Records —
- - -
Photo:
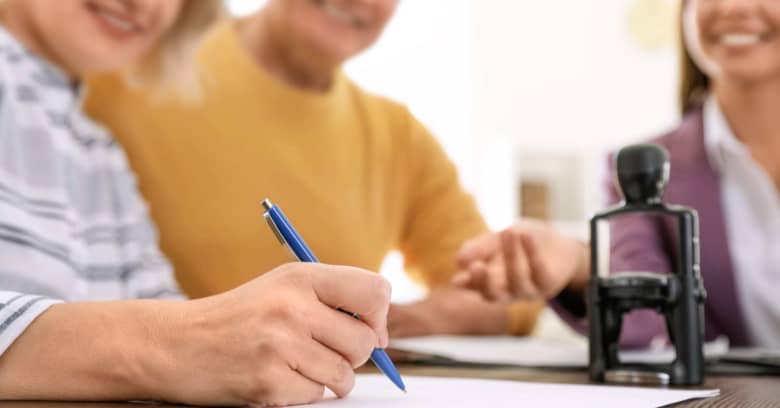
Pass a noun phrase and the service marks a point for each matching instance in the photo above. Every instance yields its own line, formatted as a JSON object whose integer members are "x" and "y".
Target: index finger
{"x": 478, "y": 249}
{"x": 355, "y": 290}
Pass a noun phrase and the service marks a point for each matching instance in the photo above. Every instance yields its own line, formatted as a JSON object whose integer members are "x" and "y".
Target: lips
{"x": 739, "y": 39}
{"x": 116, "y": 21}
{"x": 341, "y": 15}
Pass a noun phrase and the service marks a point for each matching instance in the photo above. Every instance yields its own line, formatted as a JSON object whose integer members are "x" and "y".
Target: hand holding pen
{"x": 288, "y": 237}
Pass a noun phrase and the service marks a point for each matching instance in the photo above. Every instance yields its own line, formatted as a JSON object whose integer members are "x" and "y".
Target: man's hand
{"x": 279, "y": 339}
{"x": 529, "y": 260}
{"x": 448, "y": 311}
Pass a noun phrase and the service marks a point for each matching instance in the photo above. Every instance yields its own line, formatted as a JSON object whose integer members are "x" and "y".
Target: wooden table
{"x": 735, "y": 391}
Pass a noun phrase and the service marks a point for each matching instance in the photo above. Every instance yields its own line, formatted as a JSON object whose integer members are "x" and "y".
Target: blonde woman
{"x": 88, "y": 307}
{"x": 359, "y": 174}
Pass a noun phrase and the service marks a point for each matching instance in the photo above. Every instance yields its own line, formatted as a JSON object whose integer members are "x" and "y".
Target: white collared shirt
{"x": 751, "y": 207}
{"x": 73, "y": 226}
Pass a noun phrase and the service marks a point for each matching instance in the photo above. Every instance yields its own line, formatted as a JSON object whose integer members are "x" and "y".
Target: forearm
{"x": 88, "y": 351}
{"x": 579, "y": 281}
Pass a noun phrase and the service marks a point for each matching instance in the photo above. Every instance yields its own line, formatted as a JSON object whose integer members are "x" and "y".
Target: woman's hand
{"x": 448, "y": 311}
{"x": 529, "y": 260}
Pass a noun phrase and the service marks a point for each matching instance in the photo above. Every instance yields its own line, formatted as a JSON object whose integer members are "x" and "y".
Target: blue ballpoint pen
{"x": 289, "y": 238}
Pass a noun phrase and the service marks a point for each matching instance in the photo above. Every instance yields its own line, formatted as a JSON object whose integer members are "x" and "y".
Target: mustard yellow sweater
{"x": 356, "y": 174}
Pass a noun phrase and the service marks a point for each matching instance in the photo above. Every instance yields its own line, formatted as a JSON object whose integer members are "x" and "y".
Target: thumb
{"x": 364, "y": 293}
{"x": 541, "y": 273}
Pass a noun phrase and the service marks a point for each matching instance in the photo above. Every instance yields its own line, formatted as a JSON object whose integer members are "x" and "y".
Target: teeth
{"x": 117, "y": 22}
{"x": 340, "y": 14}
{"x": 740, "y": 39}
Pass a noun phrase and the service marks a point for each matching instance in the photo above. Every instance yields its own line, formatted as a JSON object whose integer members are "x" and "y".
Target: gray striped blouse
{"x": 72, "y": 224}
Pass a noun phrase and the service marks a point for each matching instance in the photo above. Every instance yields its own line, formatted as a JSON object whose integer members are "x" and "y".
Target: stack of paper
{"x": 528, "y": 351}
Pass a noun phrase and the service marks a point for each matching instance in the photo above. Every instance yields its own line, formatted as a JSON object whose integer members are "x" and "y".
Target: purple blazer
{"x": 647, "y": 243}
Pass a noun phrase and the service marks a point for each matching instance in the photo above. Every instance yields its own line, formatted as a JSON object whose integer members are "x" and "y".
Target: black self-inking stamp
{"x": 642, "y": 175}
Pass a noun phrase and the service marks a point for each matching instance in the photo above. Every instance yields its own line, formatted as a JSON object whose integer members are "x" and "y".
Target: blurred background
{"x": 527, "y": 96}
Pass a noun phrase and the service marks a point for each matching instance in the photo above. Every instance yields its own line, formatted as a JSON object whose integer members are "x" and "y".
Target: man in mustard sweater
{"x": 357, "y": 173}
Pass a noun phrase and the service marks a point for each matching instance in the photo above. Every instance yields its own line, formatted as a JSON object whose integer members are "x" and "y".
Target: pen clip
{"x": 274, "y": 228}
{"x": 272, "y": 224}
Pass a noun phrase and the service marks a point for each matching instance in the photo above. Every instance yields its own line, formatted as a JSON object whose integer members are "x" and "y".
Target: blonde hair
{"x": 170, "y": 68}
{"x": 695, "y": 67}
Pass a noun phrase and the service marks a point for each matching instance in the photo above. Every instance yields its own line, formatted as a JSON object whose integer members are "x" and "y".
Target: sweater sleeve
{"x": 439, "y": 215}
{"x": 17, "y": 311}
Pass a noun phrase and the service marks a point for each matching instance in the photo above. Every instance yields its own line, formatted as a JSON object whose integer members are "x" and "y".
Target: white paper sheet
{"x": 525, "y": 351}
{"x": 375, "y": 390}
{"x": 529, "y": 351}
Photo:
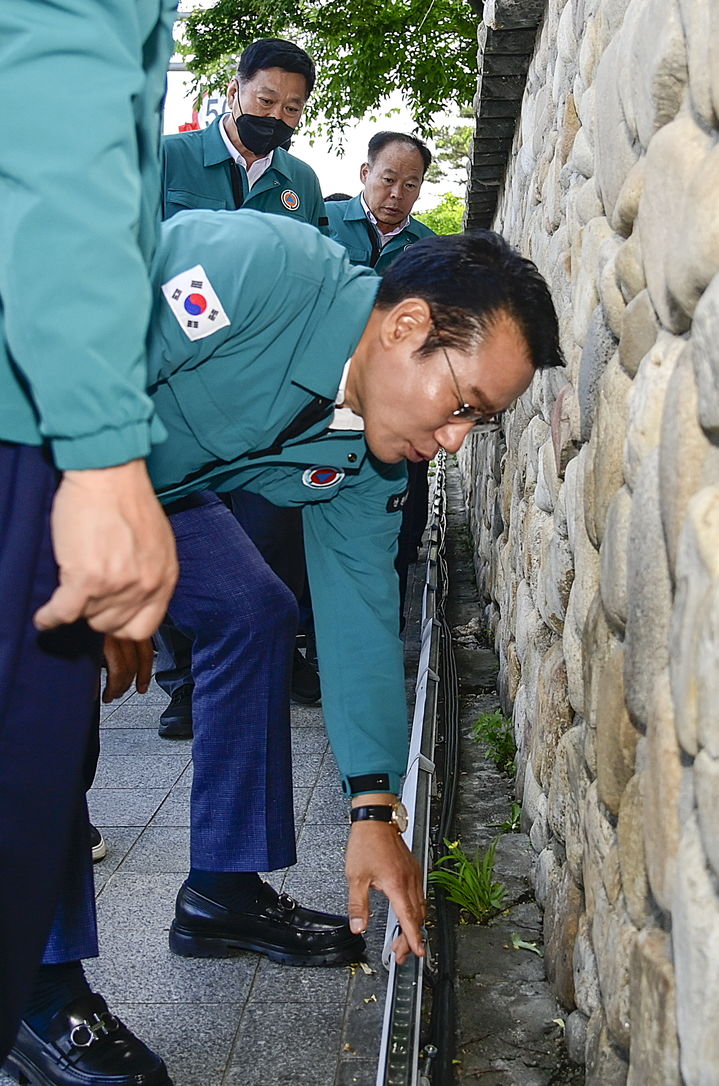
- - -
Report every line of the material that contains the string "blonde", treating uppercase and lowercase letters as distinct.

Target: blonde woman
Target: blonde hair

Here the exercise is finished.